Could you extract each line from the data below that contains the string "positive"?

▸ **Provided information**:
++++++++++++++++++++
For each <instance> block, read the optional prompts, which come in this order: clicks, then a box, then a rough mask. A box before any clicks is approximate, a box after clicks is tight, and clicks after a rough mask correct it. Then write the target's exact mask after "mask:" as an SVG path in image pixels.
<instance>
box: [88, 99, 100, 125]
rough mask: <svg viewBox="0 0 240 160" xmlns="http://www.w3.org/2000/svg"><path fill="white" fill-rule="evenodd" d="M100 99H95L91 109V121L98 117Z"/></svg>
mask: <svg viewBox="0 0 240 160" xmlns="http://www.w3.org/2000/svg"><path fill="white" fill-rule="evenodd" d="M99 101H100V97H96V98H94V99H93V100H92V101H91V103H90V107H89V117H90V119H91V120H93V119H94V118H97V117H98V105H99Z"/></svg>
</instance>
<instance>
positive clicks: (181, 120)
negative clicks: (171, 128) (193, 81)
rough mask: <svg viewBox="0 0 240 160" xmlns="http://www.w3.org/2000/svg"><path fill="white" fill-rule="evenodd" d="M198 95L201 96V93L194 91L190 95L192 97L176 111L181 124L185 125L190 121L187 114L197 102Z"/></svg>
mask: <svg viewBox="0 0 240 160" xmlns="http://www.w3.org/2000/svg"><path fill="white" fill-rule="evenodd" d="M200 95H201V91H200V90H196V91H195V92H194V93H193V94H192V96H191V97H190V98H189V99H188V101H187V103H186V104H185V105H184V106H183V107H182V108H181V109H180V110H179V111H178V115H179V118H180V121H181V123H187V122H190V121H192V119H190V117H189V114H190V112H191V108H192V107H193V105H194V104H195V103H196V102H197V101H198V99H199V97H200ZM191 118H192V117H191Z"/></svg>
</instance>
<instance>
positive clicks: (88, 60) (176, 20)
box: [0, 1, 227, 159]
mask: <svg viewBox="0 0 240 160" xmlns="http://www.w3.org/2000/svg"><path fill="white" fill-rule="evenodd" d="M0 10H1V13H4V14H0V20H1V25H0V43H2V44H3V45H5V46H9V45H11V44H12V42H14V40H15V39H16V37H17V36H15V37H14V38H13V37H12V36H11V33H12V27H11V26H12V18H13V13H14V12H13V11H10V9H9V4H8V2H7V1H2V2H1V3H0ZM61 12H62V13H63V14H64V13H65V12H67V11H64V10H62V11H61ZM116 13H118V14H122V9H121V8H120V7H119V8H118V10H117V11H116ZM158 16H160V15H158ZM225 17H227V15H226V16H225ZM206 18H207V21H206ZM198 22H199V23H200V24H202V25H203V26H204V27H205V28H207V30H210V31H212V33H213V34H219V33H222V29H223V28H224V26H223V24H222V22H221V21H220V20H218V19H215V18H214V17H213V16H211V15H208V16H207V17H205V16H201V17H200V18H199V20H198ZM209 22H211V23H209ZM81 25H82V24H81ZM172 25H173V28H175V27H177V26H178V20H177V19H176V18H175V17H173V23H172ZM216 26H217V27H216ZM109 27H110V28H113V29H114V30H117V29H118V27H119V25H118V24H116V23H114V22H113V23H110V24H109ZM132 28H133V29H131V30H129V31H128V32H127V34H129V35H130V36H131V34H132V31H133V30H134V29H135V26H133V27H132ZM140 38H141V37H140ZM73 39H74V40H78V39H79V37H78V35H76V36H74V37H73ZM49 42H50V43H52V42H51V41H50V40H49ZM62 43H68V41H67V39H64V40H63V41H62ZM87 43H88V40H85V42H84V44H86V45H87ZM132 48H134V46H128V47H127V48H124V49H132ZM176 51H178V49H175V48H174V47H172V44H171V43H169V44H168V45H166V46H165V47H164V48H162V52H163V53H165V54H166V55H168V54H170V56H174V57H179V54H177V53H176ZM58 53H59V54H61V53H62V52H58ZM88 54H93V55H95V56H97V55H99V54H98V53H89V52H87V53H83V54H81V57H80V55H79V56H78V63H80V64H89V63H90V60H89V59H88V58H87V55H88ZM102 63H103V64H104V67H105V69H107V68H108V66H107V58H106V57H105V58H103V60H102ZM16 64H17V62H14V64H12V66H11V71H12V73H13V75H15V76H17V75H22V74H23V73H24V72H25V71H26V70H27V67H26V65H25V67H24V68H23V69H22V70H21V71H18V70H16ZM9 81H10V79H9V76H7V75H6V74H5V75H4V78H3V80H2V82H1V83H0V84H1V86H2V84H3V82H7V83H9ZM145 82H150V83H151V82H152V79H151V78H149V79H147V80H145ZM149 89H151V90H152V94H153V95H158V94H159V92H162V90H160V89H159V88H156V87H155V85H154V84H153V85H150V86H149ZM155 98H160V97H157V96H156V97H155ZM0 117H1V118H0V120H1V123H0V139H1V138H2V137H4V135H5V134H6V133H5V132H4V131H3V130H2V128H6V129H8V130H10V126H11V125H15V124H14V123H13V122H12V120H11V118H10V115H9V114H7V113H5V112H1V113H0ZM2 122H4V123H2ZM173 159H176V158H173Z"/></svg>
++++++++++++++++++++
▸ **Response to the task**:
positive clicks: (181, 120)
positive clicks: (88, 60) (176, 20)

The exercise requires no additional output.